Devolva o texto sobre lembranças de cinema por inteiro, sem mudar nenhuma palavra.

▶ **Texto fornecido**

--

“ao arrepio da lei
comecei ir ao cinema
ver faroeste sem idade pra entrarno meu nordeste
idade nunca foi problema
cidade pequena
todo mundo estava láe o bilheteiro
gostava da sala cheia
eu pagava meia
pra ver django se vingar”(ao arrepio da lei, de chico césar e zeca baleiro)
desde março, quando chico césar e zeca baleiro lançaram ao arrepio da lei, tenho escutado as músicas do álbum com frequência (recomendei aqui, inclusive). a que dá título ao disco – uma declaração de amor ao cinema – sempre me desperta memórias relacionadas à sétima arte. listei algumas nesta edição da newsletter.
luz, câmera, ação!
1.
o rei leão foi, provavelmente, o primeiro filme que vi no cinema. a sala não tinha o formato de estádio e, como eu era criança, tive que ficar no colo do meu pai para enxergar a tela sem a cabeça do espectador sentado à minha frente me atrapalhar. foi por uma circunstância ordinária, mas soa poético ter assistido a um filme sobre a relação entre pai e filho (e a morte de mufasa é uma das cenas mais devastadoras já feitas até hoje) tão pertinho do meu.

--

[Listagem de dados]

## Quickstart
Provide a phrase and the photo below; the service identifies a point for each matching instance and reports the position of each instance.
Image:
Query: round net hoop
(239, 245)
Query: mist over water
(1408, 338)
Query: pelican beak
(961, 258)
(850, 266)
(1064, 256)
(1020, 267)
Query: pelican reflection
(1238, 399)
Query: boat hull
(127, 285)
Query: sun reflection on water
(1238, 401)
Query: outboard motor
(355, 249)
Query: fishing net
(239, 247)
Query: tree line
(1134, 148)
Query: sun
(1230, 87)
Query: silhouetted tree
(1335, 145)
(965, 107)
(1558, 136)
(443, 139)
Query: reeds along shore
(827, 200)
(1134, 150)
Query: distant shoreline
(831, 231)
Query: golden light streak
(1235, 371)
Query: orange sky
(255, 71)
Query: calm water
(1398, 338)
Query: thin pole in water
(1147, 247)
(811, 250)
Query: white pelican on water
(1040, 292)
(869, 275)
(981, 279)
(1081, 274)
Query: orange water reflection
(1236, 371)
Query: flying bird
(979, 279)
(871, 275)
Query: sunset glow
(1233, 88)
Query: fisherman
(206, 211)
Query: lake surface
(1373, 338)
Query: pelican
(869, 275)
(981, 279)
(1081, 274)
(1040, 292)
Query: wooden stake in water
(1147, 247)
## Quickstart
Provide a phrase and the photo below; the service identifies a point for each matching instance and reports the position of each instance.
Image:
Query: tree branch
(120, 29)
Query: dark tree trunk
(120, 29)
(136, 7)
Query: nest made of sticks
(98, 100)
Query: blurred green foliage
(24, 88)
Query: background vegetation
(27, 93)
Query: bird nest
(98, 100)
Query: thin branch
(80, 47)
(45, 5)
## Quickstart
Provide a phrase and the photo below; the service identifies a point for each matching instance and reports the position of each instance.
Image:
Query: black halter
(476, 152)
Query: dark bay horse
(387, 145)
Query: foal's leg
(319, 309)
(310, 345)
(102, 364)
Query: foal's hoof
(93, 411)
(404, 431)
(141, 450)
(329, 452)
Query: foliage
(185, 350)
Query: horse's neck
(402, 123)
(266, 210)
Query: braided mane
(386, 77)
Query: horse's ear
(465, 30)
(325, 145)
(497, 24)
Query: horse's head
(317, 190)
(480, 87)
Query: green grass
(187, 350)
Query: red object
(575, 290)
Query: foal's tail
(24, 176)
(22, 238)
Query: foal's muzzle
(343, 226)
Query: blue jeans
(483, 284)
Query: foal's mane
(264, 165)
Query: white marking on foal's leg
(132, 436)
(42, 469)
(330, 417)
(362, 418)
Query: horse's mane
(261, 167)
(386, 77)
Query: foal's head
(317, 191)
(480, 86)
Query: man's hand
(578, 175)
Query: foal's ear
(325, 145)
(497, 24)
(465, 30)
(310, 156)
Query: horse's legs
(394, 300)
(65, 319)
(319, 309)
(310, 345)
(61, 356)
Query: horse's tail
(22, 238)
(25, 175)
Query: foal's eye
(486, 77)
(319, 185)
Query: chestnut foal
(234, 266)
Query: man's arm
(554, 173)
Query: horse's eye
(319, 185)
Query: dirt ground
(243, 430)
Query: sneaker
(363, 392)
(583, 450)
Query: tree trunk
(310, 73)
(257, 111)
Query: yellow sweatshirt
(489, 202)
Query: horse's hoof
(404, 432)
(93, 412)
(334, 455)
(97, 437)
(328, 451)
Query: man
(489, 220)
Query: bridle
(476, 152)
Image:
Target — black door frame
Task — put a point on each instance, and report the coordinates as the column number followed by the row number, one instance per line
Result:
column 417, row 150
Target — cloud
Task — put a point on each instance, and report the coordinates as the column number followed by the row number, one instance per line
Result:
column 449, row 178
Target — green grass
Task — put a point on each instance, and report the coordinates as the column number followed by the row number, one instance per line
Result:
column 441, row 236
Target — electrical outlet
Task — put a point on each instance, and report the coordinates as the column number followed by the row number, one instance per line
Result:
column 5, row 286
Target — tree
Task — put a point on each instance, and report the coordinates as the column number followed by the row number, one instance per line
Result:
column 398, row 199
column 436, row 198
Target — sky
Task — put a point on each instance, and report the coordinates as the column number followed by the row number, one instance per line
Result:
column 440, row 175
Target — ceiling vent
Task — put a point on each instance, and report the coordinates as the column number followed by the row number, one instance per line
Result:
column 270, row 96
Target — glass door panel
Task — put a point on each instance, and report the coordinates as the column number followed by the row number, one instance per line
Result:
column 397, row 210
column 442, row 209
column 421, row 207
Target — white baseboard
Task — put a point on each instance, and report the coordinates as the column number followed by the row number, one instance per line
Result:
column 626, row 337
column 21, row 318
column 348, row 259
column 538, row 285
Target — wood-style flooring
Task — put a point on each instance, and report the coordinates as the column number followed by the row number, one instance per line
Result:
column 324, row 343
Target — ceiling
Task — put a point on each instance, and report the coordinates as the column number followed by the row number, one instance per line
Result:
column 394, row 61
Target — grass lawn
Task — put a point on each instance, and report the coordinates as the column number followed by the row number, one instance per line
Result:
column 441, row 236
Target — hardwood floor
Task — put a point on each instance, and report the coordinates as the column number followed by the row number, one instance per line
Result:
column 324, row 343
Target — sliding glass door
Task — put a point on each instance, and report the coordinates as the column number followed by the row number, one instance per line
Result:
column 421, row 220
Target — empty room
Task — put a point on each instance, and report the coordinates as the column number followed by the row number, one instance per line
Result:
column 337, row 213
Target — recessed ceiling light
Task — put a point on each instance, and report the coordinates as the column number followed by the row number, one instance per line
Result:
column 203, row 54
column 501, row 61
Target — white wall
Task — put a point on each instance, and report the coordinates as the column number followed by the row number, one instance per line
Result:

--

▶ **Resposta completa**
“ao arrepio da lei
comecei ir ao cinema
ver faroeste sem idade pra entrarno meu nordeste
idade nunca foi problema
cidade pequena
todo mundo estava láe o bilheteiro
gostava da sala cheia
eu pagava meia
pra ver django se vingar”(ao arrepio da lei, de chico césar e zeca baleiro)
desde março, quando chico césar e zeca baleiro lançaram ao arrepio da lei, tenho escutado as músicas do álbum com frequência (recomendei aqui, inclusive). a que dá título ao disco – uma declaração de amor ao cinema – sempre me desperta memórias relacionadas à sétima arte. listei algumas nesta edição da newsletter.
luz, câmera, ação!
1.
o rei leão foi, provavelmente, o primeiro filme que vi no cinema. a sala não tinha o formato de estádio e, como eu era criança, tive que ficar no colo do meu pai para enxergar a tela sem a cabeça do espectador sentado à minha frente me atrapalhar. foi por uma circunstância ordinária, mas soa poético ter assistido a um filme sobre a relação entre pai e filho (e a morte de mufasa é uma das cenas mais devastadoras já feitas até hoje) tão pertinho do meu.